## What to work on:
What is needed is a verbatim copy of each record below.

▼

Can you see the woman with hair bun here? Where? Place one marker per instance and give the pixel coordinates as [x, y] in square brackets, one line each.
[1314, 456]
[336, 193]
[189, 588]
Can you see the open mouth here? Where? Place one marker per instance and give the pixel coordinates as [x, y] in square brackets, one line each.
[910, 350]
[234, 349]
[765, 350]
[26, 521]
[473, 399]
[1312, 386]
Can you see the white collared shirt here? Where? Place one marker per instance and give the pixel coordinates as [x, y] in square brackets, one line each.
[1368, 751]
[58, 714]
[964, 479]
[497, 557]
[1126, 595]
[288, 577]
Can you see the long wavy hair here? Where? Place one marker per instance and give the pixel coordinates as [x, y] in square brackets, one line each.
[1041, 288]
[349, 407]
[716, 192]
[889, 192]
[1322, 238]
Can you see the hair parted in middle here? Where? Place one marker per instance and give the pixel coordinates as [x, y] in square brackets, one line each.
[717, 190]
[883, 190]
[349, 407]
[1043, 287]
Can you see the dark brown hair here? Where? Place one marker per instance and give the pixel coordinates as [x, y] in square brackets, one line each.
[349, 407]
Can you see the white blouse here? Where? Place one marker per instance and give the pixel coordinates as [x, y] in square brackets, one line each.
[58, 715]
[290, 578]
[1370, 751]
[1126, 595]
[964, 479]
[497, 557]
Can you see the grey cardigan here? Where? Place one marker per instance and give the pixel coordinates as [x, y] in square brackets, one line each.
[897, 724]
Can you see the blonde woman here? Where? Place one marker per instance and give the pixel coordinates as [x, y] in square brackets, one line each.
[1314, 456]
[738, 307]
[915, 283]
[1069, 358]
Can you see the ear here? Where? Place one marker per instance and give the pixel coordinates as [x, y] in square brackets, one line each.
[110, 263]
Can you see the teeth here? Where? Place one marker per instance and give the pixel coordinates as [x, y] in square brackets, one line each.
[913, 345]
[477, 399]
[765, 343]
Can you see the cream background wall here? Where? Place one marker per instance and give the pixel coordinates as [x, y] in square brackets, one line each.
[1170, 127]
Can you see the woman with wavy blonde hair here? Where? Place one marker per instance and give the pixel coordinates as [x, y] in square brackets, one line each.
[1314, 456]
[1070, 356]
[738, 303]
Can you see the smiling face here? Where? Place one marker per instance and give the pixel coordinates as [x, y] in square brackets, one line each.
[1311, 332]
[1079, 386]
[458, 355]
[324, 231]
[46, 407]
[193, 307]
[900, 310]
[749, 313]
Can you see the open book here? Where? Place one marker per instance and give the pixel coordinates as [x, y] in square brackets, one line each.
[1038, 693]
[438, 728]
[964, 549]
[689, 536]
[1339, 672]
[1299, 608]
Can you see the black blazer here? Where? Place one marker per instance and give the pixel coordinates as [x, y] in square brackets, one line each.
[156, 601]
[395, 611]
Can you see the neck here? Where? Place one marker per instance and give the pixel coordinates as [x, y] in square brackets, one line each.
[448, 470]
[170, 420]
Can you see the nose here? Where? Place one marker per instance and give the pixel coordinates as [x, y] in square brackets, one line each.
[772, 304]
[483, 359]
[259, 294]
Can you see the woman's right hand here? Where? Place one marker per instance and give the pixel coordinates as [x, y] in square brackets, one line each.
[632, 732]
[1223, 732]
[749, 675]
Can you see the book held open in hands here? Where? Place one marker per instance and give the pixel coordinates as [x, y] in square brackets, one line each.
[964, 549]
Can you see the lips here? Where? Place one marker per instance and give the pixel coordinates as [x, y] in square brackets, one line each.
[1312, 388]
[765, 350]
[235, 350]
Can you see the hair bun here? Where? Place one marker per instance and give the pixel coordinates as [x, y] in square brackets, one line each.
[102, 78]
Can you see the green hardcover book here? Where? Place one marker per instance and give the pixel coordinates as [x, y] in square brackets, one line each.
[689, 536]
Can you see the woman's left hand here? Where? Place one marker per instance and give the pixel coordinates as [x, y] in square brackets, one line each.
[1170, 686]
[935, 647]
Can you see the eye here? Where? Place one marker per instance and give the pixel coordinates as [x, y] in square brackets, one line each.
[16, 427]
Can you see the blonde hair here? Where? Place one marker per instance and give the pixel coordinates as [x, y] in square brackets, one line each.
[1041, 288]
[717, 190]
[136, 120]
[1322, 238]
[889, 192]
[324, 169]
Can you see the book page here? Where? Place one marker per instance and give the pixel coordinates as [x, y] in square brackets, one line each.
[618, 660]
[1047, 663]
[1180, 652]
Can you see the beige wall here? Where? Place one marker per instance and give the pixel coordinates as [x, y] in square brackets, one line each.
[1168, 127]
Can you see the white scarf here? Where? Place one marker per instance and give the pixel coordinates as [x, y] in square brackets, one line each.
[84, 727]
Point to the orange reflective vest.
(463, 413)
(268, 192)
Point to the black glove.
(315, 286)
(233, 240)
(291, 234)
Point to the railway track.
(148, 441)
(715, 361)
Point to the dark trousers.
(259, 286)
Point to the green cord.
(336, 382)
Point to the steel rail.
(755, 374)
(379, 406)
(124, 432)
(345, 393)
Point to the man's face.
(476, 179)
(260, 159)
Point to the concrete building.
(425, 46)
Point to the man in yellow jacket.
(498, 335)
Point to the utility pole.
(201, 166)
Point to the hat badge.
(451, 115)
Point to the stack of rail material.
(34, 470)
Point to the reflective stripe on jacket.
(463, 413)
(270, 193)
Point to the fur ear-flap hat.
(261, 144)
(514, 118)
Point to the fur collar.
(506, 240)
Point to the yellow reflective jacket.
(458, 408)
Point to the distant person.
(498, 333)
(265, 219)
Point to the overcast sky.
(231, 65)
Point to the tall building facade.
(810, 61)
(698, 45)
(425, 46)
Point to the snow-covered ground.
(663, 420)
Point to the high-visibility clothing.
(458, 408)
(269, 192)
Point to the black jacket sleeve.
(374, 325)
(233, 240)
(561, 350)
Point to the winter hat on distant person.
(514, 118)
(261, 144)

▲

## Task solution:
Can you see the woman with hair bun here? Where? Place one marker per instance and give the pixel coordinates as [x, y] in square brackets, one line each.
[1314, 456]
[336, 193]
[189, 588]
Can you see the open mouth here? Where? Place one marker per instance and give the pixel coordinates as [x, y] in square brackets, one line each.
[910, 350]
[234, 349]
[765, 350]
[26, 521]
[473, 399]
[1312, 386]
Can you see the white collared shirt here? Where? Place one marker per instance and give the pixel coordinates as [x, y] in square brackets, one line each.
[1368, 751]
[58, 714]
[964, 479]
[497, 557]
[1126, 595]
[288, 577]
Can you see the long wavy hair here? Where? Place one marker per instance and give the pixel coordinates as [x, y] in square brackets, one line each.
[1041, 288]
[349, 407]
[716, 192]
[889, 192]
[1322, 238]
Can you see the hair parted in middle here? Where? Place one marker per instance and give the pixel coordinates as [x, y] in square brackets, one line each.
[717, 190]
[883, 190]
[349, 407]
[1043, 287]
Can you see the dark brown hair here? Where? Place one marker per instance and give the pixel coordinates as [x, y] in square brackets, one line each.
[349, 407]
Can you see the white blouse here? Where? Place one marker per instance and give the pixel coordinates as [x, y] in square brackets, one line each.
[58, 715]
[290, 578]
[1370, 751]
[1126, 595]
[964, 479]
[497, 557]
Can you see the grey cardigan here? Where? Place one marker per instance and give the pixel coordinates as [x, y] in square brackets, one line each.
[897, 724]
Can you see the blonde woman here? Where? Place one marker per instance and give the pixel coordinates as [x, y] in square brackets, one line each.
[1314, 456]
[738, 307]
[915, 283]
[1069, 358]
Can you see the ear here? Where? Place one marker per instance and give the pixel coordinates as [x, y] in square brackets, one line each.
[110, 263]
Can you see the teeth here? Where? Place one marker per instance and give the pixel coordinates as [x, y] in square brackets, one line each.
[913, 345]
[477, 399]
[765, 343]
Can you see the cream background wall here? Where? Place one marker per instance and give the pixel coordinates as [x, y] in square brackets, one line each.
[1170, 127]
Can you see the woman with wavy blonde hair here? Where? Place one marker per instance and give the pixel coordinates as [x, y] in square brackets, one line each.
[1314, 456]
[1070, 356]
[738, 303]
Can you see the smiling face here? Where? Place one marker per instance and give the pixel coordinates as [x, y] in square brackets, one line each.
[1311, 332]
[1079, 386]
[458, 355]
[324, 231]
[46, 407]
[193, 307]
[900, 310]
[749, 313]
Can you see the open book here? Where? Place one marker per instance and give the pixel coordinates as [x, y] in square brackets, one line each.
[1038, 693]
[438, 728]
[964, 549]
[689, 536]
[1339, 672]
[1299, 608]
Can you see the black blazer here? Where? Place one marker per instance and give the pixel coordinates as [x, y] in square brackets, one line each.
[156, 601]
[395, 611]
Can you see the neck here? Where? Place one marker per instance and give the pixel coordinates as [x, y] in square brackets, one line each.
[448, 470]
[170, 420]
Can you see the nose here? Where? Place one marker per instance and give the pixel coordinates as [x, y] in square brackets, one line each.
[772, 304]
[483, 359]
[259, 294]
Can you see the woman's right hand here? Where? Place one marker per instance and give the pixel coordinates as [x, y] in square brackets, one line each.
[632, 732]
[1223, 732]
[749, 675]
Can you see the book held open in hands here? Where? Place one marker per instance and give the pixel coordinates as [x, y] in square brackets, one line each.
[964, 549]
Can you see the lips here? Where? Place one marker per instance and give the pixel coordinates as [x, y] in square brackets, one line each.
[1312, 388]
[765, 350]
[235, 350]
Can you see the hair bun here? Where? Place one marker per instance and give the pixel coordinates as [x, y] in square brackets, one line each.
[102, 78]
Can you see the green hardcover book here? Where? Place one marker per instance and give the pixel coordinates as [x, y] in square brackets, one line each.
[689, 536]
Can you see the woman's left hand here? Where? Place one marker per instance and give the pixel coordinates as [x, y] in square brackets, one line each.
[1170, 686]
[935, 647]
Can you see the eye here? Where? Place one marker per instance and give the pixel coordinates as [x, y] in square brackets, one line each.
[16, 427]
Can you see the blonde hair here? Where? Place one marker per instance and give the pixel coordinates as [x, y] in square brackets, one line each.
[1041, 288]
[717, 190]
[136, 120]
[1322, 238]
[889, 192]
[324, 169]
Can you see the book page here? Where? Place one marker per instance and give the pixel coordinates as [x, y] in square brackets, one line each.
[618, 660]
[1047, 663]
[1180, 652]
Can you see the beige wall here? Where? Place one marker per instance and give the pixel coordinates as [x, y] in square brackets, one line each.
[1168, 127]
Can you see the white scarf here? Where? Place one marker per instance and give the pixel coordinates as [x, y] in square brackets, one line each.
[84, 727]
Point to the orange reflective vest.
(463, 413)
(268, 192)
Point to the black glove.
(315, 286)
(233, 240)
(291, 234)
Point to the railway track.
(148, 441)
(715, 361)
Point to the dark trousers.
(259, 286)
Point to the green cord.
(336, 382)
Point to the steel rail.
(755, 374)
(379, 406)
(124, 432)
(345, 393)
Point to the man's face.
(476, 179)
(260, 159)
Point to the concrete building.
(425, 46)
Point to the man in yellow jacket.
(498, 335)
Point to the utility pole.
(201, 166)
Point to the hat badge.
(451, 115)
Point to the stack of rail material.
(34, 470)
Point to the reflective stripe on jacket.
(463, 413)
(270, 193)
Point to the fur ear-flap hat.
(261, 144)
(514, 118)
Point to the fur collar.
(506, 240)
Point to the yellow reflective jacket.
(458, 408)
Point to the distant person.
(498, 333)
(265, 219)
Point to the overcast sky.
(231, 65)
Point to the tall building facade.
(810, 61)
(698, 45)
(425, 46)
Point to the snow-covered ground.
(663, 420)
Point to the high-visibility clothing.
(458, 408)
(269, 192)
Point to the black jacket sleeve.
(374, 325)
(233, 240)
(561, 350)
Point to the winter hat on distant person.
(514, 118)
(261, 144)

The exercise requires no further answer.